• **TASK STATEMENT**:
Pick out every line in the records below that contains the word "bald", and copy each one. Treat case as significant.

• **SUPPLIED DATA**:

START

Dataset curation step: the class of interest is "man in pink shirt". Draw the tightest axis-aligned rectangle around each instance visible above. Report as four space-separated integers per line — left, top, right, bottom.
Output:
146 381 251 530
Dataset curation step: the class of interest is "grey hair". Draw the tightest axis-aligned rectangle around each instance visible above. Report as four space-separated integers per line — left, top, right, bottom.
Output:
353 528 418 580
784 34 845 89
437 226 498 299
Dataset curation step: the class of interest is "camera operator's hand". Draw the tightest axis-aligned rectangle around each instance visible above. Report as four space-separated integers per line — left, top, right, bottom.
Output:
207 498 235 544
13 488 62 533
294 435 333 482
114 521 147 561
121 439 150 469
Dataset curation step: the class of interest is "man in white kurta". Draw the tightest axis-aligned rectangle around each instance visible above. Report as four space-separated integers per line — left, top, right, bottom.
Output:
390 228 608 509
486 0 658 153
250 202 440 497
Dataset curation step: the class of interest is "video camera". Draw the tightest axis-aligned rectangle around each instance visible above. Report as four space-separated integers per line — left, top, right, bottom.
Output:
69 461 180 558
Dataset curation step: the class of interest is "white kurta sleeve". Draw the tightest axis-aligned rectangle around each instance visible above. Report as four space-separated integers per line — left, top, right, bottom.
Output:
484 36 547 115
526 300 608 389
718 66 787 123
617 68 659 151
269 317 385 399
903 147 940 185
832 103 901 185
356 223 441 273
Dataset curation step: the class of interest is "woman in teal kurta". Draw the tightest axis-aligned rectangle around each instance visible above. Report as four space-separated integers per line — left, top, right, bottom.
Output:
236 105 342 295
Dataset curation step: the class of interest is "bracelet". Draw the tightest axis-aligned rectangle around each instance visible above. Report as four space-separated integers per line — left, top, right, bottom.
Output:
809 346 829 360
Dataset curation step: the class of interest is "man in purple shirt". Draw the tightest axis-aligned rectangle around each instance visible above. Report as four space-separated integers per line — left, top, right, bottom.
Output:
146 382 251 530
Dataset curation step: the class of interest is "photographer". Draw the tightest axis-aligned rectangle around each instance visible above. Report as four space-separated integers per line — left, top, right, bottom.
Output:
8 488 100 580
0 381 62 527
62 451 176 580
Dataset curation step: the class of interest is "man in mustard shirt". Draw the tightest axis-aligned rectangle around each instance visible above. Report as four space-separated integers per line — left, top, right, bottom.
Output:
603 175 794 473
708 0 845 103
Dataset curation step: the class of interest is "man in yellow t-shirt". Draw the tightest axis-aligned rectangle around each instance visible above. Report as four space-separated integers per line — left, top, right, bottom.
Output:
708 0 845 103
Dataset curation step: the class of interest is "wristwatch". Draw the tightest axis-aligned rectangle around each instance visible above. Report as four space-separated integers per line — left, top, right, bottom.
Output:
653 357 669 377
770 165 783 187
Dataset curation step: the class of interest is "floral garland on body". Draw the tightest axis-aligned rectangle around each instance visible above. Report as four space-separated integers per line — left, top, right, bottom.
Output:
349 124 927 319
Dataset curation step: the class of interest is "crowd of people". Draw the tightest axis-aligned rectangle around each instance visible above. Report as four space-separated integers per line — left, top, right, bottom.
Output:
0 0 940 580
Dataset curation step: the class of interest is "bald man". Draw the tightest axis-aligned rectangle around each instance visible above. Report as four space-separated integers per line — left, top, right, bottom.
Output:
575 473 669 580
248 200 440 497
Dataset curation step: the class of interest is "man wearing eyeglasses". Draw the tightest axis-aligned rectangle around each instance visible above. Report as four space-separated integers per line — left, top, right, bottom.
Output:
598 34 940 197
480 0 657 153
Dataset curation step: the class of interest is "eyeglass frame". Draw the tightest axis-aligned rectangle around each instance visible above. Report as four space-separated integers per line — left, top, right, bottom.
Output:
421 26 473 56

END
START

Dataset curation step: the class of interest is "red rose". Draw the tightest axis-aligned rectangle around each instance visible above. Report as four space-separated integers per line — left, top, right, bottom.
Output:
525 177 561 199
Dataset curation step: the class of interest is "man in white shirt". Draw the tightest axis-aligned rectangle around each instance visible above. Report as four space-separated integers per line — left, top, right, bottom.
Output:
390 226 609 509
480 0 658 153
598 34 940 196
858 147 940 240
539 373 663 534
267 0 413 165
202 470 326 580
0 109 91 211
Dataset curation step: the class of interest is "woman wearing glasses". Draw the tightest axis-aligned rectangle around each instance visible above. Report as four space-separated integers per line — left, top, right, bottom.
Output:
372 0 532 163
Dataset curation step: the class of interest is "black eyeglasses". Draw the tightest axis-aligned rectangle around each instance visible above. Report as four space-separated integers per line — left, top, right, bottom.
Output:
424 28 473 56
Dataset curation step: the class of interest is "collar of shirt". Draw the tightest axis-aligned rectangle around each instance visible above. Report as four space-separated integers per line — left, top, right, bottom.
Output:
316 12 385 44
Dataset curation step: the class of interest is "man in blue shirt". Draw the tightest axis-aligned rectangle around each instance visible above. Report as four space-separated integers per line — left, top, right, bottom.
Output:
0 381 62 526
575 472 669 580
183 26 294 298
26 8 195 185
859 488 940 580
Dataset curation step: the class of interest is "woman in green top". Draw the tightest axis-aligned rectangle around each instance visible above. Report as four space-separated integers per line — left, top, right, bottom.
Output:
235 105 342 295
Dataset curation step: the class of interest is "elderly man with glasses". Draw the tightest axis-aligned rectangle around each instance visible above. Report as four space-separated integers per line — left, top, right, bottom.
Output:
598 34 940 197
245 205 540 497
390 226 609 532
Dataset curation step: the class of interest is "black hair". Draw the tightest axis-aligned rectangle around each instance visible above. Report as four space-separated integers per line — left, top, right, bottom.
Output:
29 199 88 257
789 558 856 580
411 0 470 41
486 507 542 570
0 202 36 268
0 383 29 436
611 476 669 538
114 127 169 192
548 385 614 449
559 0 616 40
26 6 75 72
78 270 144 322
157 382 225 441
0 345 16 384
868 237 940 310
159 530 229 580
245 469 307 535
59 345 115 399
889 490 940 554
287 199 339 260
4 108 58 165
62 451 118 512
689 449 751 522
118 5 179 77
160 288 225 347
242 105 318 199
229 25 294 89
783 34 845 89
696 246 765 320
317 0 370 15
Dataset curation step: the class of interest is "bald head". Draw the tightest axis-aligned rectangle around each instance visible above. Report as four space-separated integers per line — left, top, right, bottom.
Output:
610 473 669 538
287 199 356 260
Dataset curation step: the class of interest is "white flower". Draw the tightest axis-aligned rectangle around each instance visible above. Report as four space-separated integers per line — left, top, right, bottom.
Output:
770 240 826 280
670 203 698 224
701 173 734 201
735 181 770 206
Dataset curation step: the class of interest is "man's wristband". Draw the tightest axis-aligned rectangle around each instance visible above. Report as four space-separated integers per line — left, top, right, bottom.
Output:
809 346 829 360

END

• **SOLUTION FOR THIS EXERCISE**:
Dataset curation step: the class of interest is "bald man". Draw the tightest axis-aligned rectangle around each instance visible above. Report as four space-separated integers per line — left, top, right, bottom.
Dataset curation step: the class of interest is "bald head". Draw the tightest axis-aligned rectangle around each instance visible above. Report as four space-separated integers per line — left, top, right, bottom.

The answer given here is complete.